### Selected text
[Start of section]
Certain Sunblock Ingredients Can Cause Allergic Reactions In Kids

by Wendy Wisner
Originally Published: 
Scary Mommy and boophotography/Getty

For most of my kids’ lives, we’ve stuck to the more natural brands of sunblock – ones with a titanium oxide or zinc oxide base, rather the more traditional brands with made of chemicals I can’t pronounce. Titanium oxide/zinc oxide sunblocks are thicker and harder to rub in than other sunblocks, but are known to protect against UV rays, and work well enough for my kids.

Recently, we were at my in-laws’ house, and we forgot our sunblock at home. My 6-year-old wanted to play in the sprinklers, and I thought nothing of using the sunblock my in-laws had on hand. It was one of those chemical-laden brands, but I’m not strict about using natural products all the damn time. That’s no way to live – and really, what the worst that could happen from just a few times of use?

Well, it wasn’t catastrophic in the grand scheme of things, but my son ended up breaking into a pretty nasty rash after using that sunblock, and the experience took me by surprise, mostly because of how the whole thing unfolded.

Basically, we slathered the sunblock all over him, mostly on his chest, shoulders, and back (these details will become important later). He happily played in the sprinklers, ate dinner, ate a bowl of ice cream the size of his head, and went home. The next day was totally fine, but that night, as I was getting him ready for bed, I noticed that his whole chest and back was covered in tiny red bumps.
[End of section]
### Exercises
1: Translate this sentence from the article on sunblock allergies into Spanish: "Recently, we were at my in-laws’ house, and we forgot our sunblock at home."
2: Repeat the passage of the article on sunblock allergies from "Recently, we were" up to and including "times of use?", word for word.

### Data provided
[Start of section]
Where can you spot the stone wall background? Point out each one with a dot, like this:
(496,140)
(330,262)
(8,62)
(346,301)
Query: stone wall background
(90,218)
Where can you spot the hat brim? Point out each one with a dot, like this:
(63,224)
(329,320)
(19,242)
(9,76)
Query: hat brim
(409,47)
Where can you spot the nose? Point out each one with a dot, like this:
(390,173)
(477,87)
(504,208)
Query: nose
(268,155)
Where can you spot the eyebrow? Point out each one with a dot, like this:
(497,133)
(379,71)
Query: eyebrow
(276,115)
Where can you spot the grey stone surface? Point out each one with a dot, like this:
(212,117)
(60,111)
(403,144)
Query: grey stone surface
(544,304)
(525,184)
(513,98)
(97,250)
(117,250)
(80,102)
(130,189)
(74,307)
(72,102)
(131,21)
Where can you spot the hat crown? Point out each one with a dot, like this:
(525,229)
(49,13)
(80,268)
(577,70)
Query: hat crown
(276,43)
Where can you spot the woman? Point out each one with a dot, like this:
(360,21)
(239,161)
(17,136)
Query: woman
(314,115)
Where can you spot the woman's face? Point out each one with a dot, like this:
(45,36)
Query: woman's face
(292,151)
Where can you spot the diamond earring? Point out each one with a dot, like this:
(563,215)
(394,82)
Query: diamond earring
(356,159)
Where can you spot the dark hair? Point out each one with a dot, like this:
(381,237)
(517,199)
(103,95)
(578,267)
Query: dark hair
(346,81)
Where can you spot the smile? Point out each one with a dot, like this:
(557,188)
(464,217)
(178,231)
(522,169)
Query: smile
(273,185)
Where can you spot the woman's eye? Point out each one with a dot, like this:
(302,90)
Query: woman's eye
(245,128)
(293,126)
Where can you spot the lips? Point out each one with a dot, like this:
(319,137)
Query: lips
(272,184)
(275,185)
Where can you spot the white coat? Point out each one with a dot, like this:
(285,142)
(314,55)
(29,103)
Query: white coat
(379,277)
[End of section]
### Task responses
1: Hace poco estábamos en casa de mis suegros y olvidamos nuestro protector solar en casa.

2:
Recently, we were at my in-laws’ house, and we forgot our sunblock at home. My 6-year-old wanted to play in the sprinklers, and I thought nothing of using the sunblock my in-laws had on hand. It was one of those chemical-laden brands, but I’m not strict about using natural products all the damn time. That’s no way to live – and really, what the worst that could happen from just a few times of use?